— START —

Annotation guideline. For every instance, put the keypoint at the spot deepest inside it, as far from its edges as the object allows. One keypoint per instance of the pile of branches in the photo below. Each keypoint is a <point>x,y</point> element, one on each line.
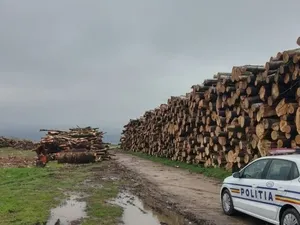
<point>227,121</point>
<point>20,144</point>
<point>76,145</point>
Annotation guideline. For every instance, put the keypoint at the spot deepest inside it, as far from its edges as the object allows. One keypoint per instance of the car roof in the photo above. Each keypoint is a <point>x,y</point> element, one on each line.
<point>292,157</point>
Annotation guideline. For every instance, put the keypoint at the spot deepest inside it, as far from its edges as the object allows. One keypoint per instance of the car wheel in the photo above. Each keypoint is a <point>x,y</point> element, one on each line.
<point>227,203</point>
<point>290,217</point>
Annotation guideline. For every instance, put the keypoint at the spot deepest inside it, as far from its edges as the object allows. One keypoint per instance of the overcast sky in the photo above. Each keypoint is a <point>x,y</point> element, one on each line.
<point>100,62</point>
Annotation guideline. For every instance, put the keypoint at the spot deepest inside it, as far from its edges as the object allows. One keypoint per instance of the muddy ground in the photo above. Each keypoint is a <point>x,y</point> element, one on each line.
<point>170,195</point>
<point>176,192</point>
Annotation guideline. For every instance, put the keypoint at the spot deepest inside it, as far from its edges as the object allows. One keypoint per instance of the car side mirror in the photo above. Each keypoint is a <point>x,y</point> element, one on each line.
<point>236,175</point>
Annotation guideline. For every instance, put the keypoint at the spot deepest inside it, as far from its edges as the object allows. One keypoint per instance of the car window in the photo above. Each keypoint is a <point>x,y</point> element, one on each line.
<point>281,170</point>
<point>295,172</point>
<point>255,170</point>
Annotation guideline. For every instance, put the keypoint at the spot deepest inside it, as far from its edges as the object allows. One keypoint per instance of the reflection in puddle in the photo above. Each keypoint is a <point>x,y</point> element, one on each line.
<point>136,213</point>
<point>71,210</point>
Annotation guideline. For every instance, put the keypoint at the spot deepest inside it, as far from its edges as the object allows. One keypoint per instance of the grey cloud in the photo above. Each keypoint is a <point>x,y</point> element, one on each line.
<point>104,62</point>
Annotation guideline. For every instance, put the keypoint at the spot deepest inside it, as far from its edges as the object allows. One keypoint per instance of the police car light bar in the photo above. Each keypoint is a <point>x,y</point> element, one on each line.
<point>280,151</point>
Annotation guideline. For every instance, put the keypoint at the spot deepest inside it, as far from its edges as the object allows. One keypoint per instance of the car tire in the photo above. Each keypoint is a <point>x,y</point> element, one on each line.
<point>227,203</point>
<point>290,214</point>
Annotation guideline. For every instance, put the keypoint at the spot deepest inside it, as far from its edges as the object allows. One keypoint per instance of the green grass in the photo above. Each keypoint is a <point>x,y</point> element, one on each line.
<point>28,194</point>
<point>209,172</point>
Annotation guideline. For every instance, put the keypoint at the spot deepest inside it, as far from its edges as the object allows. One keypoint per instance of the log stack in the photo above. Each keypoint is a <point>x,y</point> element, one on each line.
<point>20,144</point>
<point>227,121</point>
<point>76,145</point>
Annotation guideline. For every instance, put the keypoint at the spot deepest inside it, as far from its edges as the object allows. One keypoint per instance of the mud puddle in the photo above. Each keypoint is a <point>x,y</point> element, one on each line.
<point>135,212</point>
<point>70,212</point>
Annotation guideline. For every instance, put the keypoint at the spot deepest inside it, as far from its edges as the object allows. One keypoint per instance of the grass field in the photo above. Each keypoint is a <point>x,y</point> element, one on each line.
<point>28,194</point>
<point>209,172</point>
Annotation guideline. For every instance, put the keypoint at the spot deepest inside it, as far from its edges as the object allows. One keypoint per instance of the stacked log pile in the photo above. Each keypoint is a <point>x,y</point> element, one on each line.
<point>77,145</point>
<point>228,120</point>
<point>20,144</point>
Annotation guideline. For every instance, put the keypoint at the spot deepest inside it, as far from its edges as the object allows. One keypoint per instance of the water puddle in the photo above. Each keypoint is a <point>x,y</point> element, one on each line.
<point>135,212</point>
<point>71,211</point>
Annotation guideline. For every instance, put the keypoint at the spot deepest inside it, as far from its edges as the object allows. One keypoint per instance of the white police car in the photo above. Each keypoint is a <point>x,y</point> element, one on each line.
<point>267,188</point>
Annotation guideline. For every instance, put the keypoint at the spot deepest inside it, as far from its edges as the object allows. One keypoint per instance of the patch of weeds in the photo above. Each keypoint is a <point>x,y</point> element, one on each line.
<point>218,173</point>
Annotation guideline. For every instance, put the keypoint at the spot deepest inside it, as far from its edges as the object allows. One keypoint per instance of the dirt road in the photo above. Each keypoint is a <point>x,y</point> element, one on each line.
<point>195,196</point>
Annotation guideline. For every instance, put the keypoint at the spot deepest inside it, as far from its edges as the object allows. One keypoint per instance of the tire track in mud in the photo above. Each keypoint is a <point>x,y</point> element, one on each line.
<point>194,196</point>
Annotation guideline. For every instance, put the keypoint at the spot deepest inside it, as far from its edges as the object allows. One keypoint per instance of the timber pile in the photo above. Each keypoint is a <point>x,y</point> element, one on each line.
<point>228,120</point>
<point>20,144</point>
<point>77,145</point>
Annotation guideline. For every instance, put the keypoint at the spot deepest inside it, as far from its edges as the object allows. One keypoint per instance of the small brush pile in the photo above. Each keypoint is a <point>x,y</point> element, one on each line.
<point>77,145</point>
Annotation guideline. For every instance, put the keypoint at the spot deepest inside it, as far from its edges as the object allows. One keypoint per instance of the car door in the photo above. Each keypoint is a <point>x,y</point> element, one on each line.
<point>247,199</point>
<point>278,178</point>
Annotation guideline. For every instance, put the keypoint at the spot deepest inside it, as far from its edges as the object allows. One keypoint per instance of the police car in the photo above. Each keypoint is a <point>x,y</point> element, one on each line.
<point>268,188</point>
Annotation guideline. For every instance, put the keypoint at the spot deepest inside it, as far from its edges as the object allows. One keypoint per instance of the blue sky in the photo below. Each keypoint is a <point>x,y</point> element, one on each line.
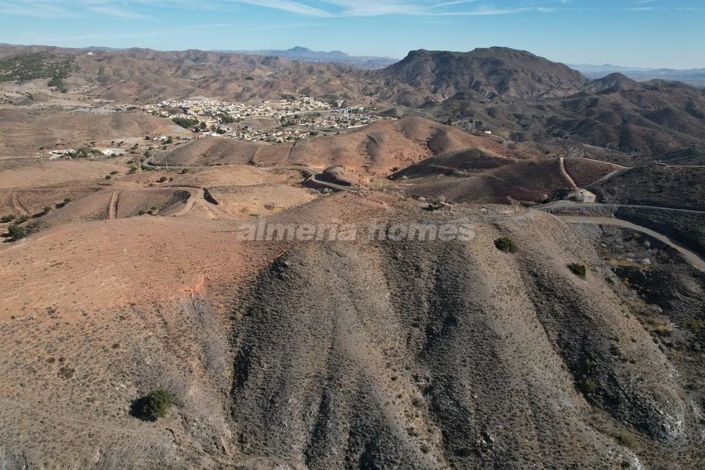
<point>668,33</point>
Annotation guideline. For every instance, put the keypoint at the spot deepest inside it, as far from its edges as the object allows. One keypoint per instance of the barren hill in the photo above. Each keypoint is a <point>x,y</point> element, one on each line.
<point>483,73</point>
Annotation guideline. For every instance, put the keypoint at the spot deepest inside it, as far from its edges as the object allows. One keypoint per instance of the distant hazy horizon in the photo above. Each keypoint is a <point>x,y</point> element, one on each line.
<point>627,33</point>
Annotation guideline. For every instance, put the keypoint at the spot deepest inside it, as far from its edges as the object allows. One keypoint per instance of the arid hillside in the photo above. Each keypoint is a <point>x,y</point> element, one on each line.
<point>480,260</point>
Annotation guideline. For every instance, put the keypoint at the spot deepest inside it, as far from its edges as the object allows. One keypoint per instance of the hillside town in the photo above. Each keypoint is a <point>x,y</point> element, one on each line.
<point>273,121</point>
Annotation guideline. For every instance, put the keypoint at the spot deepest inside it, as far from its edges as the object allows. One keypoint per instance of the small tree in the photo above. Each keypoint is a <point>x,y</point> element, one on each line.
<point>154,405</point>
<point>578,269</point>
<point>16,232</point>
<point>506,245</point>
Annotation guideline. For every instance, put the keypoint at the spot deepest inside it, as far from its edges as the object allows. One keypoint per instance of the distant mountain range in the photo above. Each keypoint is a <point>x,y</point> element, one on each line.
<point>338,57</point>
<point>695,77</point>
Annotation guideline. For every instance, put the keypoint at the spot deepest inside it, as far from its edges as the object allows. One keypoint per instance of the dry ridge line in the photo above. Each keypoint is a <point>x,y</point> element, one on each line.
<point>693,259</point>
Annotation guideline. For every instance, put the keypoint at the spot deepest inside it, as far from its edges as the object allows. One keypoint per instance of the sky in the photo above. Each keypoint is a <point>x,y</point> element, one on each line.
<point>634,33</point>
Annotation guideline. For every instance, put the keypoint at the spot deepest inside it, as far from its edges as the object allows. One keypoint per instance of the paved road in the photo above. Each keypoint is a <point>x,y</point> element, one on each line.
<point>576,205</point>
<point>693,259</point>
<point>569,178</point>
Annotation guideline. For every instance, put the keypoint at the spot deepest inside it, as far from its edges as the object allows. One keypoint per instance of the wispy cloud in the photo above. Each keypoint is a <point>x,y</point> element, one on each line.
<point>136,9</point>
<point>145,9</point>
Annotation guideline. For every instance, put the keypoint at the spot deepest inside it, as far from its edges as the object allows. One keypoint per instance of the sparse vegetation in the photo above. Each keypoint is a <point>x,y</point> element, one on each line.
<point>625,439</point>
<point>154,405</point>
<point>25,67</point>
<point>578,269</point>
<point>16,232</point>
<point>695,326</point>
<point>506,245</point>
<point>185,122</point>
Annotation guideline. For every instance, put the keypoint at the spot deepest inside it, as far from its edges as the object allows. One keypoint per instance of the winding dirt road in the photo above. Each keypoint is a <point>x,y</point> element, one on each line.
<point>693,259</point>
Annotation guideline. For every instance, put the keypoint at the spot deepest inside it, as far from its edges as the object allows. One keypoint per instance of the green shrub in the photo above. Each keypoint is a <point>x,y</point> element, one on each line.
<point>16,232</point>
<point>695,326</point>
<point>625,439</point>
<point>506,245</point>
<point>578,269</point>
<point>154,405</point>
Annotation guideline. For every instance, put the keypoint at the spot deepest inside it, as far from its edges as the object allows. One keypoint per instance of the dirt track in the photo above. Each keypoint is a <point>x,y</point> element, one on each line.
<point>693,259</point>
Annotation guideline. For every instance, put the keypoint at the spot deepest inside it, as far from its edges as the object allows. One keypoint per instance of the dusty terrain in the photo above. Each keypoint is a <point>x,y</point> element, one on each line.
<point>578,342</point>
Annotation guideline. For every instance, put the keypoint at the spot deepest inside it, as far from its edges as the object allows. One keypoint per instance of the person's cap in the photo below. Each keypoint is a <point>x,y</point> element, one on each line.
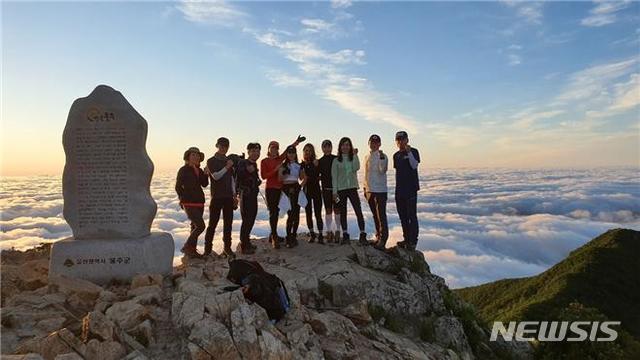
<point>195,150</point>
<point>222,141</point>
<point>400,135</point>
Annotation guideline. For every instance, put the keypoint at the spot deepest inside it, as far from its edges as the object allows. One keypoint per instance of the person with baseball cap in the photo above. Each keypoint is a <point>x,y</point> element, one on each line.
<point>344,172</point>
<point>331,213</point>
<point>269,167</point>
<point>406,161</point>
<point>189,183</point>
<point>248,189</point>
<point>375,189</point>
<point>220,171</point>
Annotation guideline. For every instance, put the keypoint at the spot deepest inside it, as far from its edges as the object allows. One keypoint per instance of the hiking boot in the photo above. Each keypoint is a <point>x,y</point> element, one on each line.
<point>227,252</point>
<point>380,245</point>
<point>320,239</point>
<point>274,242</point>
<point>345,239</point>
<point>363,239</point>
<point>294,239</point>
<point>247,249</point>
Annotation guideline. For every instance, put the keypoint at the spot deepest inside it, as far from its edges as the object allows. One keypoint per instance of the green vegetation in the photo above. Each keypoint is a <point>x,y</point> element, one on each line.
<point>598,281</point>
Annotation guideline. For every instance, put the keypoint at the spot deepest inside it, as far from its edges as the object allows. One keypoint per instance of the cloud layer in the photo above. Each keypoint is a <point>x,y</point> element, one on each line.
<point>475,225</point>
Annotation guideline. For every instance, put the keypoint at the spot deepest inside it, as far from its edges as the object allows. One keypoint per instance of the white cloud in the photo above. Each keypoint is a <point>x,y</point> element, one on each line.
<point>341,4</point>
<point>604,13</point>
<point>317,25</point>
<point>514,59</point>
<point>217,12</point>
<point>530,11</point>
<point>324,72</point>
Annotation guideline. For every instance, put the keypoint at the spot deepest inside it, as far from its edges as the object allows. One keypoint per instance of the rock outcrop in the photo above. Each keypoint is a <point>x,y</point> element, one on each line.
<point>348,302</point>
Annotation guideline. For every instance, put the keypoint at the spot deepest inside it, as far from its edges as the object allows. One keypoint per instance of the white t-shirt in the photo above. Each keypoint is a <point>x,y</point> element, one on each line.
<point>294,174</point>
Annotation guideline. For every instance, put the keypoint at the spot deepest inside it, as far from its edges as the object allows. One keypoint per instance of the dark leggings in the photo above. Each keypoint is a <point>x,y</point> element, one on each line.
<point>248,211</point>
<point>293,215</point>
<point>194,213</point>
<point>314,202</point>
<point>330,206</point>
<point>224,205</point>
<point>273,199</point>
<point>352,195</point>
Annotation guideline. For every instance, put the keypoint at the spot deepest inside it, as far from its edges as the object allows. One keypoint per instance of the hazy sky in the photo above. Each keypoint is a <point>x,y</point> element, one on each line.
<point>475,83</point>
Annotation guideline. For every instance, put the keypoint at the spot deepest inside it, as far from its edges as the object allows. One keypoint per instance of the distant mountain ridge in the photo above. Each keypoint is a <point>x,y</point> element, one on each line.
<point>598,281</point>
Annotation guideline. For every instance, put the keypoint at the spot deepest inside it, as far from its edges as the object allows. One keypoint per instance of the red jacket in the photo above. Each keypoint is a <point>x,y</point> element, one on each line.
<point>269,171</point>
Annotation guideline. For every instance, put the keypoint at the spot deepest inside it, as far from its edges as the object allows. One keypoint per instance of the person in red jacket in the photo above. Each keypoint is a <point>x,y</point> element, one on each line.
<point>269,171</point>
<point>189,183</point>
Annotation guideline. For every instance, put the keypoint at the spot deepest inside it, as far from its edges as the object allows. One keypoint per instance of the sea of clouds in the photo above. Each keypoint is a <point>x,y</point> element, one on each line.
<point>476,225</point>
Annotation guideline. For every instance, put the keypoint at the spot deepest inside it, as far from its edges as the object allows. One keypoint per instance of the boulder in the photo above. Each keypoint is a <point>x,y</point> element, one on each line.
<point>244,331</point>
<point>272,348</point>
<point>96,325</point>
<point>330,323</point>
<point>105,350</point>
<point>450,334</point>
<point>212,338</point>
<point>127,314</point>
<point>84,291</point>
<point>146,280</point>
<point>61,342</point>
<point>357,312</point>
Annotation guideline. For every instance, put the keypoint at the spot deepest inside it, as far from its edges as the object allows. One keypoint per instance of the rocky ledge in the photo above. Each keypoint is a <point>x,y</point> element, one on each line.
<point>348,302</point>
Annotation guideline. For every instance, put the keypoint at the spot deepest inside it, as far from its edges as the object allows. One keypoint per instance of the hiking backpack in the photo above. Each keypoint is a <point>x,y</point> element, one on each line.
<point>261,287</point>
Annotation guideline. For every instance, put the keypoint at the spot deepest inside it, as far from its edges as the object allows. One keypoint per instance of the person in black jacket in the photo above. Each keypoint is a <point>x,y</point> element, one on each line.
<point>311,168</point>
<point>220,170</point>
<point>189,183</point>
<point>332,216</point>
<point>248,184</point>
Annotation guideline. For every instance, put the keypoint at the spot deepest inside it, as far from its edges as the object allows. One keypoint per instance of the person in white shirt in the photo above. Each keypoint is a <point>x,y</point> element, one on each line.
<point>375,189</point>
<point>290,174</point>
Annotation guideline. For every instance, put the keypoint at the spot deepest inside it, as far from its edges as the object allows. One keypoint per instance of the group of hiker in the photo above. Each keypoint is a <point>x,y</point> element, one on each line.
<point>330,180</point>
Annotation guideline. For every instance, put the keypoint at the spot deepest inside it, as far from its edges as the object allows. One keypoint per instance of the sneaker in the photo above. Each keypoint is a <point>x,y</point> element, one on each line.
<point>191,253</point>
<point>363,239</point>
<point>289,242</point>
<point>345,238</point>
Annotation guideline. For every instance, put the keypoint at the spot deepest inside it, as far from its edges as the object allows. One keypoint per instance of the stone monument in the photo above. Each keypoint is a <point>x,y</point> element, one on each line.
<point>107,201</point>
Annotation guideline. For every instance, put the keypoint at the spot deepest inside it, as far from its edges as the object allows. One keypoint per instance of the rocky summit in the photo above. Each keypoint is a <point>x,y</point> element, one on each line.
<point>347,302</point>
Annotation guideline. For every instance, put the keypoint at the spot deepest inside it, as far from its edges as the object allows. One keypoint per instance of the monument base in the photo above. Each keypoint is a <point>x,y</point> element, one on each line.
<point>101,261</point>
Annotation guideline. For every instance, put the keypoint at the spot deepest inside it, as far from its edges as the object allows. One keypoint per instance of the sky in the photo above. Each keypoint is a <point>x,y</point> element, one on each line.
<point>476,84</point>
<point>475,225</point>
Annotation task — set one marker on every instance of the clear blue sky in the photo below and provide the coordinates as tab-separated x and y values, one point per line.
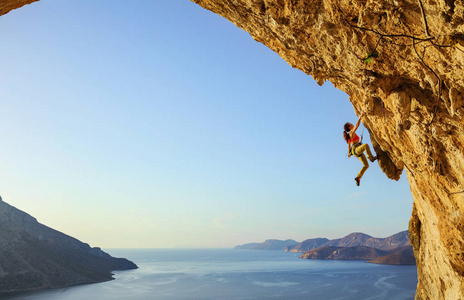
161	124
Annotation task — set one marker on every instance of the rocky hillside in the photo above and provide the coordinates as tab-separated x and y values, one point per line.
355	239
34	256
401	62
307	245
400	256
344	253
268	245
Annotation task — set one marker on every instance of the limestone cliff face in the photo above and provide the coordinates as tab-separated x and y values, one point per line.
408	77
8	5
401	61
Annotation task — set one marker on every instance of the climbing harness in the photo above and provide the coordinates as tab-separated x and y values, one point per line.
362	134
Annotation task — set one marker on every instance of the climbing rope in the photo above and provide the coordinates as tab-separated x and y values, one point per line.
362	134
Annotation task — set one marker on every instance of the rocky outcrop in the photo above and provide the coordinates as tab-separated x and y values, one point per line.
400	256
8	5
401	61
360	239
353	240
271	244
344	253
307	245
34	256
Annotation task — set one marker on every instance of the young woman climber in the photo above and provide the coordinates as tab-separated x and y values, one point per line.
356	148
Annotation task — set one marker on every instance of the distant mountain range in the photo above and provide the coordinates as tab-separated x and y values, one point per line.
268	245
394	249
355	239
34	256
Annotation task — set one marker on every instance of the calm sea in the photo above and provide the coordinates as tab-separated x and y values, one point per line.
241	274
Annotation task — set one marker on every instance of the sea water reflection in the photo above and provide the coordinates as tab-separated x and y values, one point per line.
174	274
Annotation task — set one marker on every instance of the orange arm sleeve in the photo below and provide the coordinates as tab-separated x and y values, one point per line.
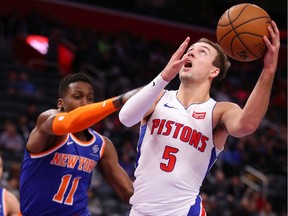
82	117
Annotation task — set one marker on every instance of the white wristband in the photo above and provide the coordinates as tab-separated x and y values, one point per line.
135	108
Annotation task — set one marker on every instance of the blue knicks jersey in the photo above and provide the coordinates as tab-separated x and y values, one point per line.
56	182
2	202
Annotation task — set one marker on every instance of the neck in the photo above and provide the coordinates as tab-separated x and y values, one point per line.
193	93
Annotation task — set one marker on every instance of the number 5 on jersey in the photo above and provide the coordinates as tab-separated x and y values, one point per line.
169	155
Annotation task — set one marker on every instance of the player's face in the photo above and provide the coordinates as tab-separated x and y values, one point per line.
79	94
199	65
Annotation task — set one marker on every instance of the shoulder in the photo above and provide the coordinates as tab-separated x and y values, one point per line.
220	109
46	114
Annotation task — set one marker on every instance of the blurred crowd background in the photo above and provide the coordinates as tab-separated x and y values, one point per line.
250	176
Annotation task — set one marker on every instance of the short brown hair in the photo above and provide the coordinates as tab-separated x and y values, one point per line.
221	61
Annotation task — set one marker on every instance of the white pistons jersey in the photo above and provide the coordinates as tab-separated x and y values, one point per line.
175	151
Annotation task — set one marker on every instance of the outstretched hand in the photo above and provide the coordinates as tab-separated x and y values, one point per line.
175	63
271	56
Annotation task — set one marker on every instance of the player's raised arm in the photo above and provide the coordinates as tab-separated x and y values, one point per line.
241	122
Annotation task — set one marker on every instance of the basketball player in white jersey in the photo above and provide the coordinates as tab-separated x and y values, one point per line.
183	131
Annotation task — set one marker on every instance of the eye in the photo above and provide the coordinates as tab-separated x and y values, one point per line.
91	99
77	97
202	52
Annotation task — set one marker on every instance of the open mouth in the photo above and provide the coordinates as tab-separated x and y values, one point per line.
188	64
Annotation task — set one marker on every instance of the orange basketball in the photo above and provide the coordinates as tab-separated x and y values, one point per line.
240	32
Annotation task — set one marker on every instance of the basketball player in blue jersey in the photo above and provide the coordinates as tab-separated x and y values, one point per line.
62	152
182	132
9	204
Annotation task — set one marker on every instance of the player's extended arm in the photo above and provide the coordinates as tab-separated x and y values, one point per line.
82	117
12	204
114	174
139	105
85	116
241	122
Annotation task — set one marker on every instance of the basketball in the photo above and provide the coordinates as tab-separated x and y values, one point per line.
240	32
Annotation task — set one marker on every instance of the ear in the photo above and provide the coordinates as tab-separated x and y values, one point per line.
60	105
214	72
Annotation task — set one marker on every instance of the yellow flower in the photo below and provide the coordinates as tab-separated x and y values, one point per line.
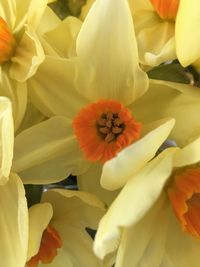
57	229
94	90
21	51
163	214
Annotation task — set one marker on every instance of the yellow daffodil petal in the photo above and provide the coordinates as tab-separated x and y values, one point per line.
188	155
90	182
117	171
65	47
39	218
55	94
17	93
147	238
73	211
6	139
187	32
177	100
13	223
156	43
35	12
48	152
149	182
28	56
107	54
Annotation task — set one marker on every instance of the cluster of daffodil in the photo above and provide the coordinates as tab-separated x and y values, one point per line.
85	97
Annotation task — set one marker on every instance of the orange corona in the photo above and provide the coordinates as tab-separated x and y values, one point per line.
50	242
7	42
104	128
185	198
166	9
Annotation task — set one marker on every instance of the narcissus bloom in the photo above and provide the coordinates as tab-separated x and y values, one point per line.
170	184
20	50
57	229
95	88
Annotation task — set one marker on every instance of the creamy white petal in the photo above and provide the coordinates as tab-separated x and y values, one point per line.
107	54
13	223
48	152
28	56
55	94
6	139
149	182
39	218
117	171
187	32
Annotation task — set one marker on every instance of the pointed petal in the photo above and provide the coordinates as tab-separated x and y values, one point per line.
147	239
6	139
187	32
13	223
48	152
17	93
155	38
28	56
180	101
39	218
107	54
117	171
90	182
149	182
55	94
73	211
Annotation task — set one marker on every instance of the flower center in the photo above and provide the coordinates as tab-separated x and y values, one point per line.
7	42
185	199
104	128
166	9
50	242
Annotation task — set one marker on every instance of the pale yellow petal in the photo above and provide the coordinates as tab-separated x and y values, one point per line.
107	54
146	239
13	223
73	211
117	171
187	32
127	209
6	139
48	152
28	56
55	94
64	45
17	93
90	182
180	101
39	218
156	43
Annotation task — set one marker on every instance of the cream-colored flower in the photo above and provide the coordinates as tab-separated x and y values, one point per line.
57	229
21	51
102	75
156	212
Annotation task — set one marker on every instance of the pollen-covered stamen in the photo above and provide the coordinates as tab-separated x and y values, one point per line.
110	126
50	242
166	9
104	128
184	195
7	42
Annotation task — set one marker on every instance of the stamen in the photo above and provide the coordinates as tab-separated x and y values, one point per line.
185	199
104	128
50	242
7	42
166	9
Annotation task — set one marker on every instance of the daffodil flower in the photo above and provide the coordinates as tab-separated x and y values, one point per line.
94	89
57	229
20	50
163	214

— END —

*Given exercise*
Give back exactly the lines from the line containing "of the cream-colored" to the end of the entries, and no other lines.

*Task result*
Annotation task — set one marker on every instance of the cream-colored flower in the photo above and provide the coordinates as tab-separated x and y values, one point per line.
57	229
21	51
102	75
156	212
Annotation task — set one marker on every instance of the pollen-covered stamen in the photo above and provide the coordinates as tab-separated x and y values, one point per line.
110	126
50	242
166	9
104	128
184	195
7	42
Annotation task — set one marker on every instance of the stamen in the photo above and provide the coordinates as tab-separated x and y values, one point per line.
185	199
104	128
50	242
7	42
166	9
Annotation task — set one marker on every instance of the daffodil flower in the photo above and provide the coordinates as tab-separated x and y values, one point per line.
94	89
57	229
20	50
163	214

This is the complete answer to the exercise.